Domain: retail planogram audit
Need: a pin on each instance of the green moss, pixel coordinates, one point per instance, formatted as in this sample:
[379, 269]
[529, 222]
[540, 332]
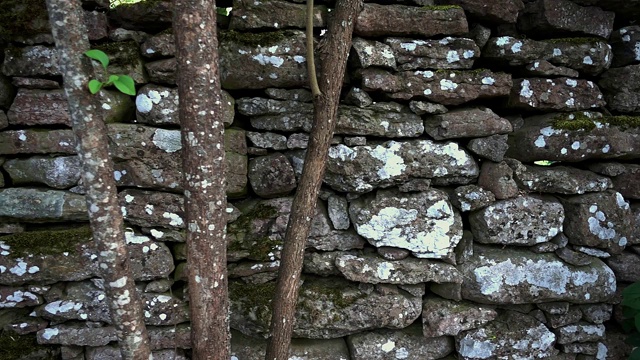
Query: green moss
[253, 39]
[53, 242]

● ● ● ● ●

▶ _YOUR GOAL_:
Reproduce every line of the records, requests included, but scale the pixel coordinates in the answers by 1.25 and round each to a whole number, with halves going up. Leave the coordinates in the requests and their format samples unchanged, and omit the pictures.

▶ _RESPONSE FOR THIS EXERCISE_:
Domain: retail planogram audit
Need: a pin on each instance of the green moss, pixel coordinates, one point per instance, formatted as in this sample:
[379, 269]
[529, 222]
[540, 332]
Query: green moss
[316, 49]
[66, 303]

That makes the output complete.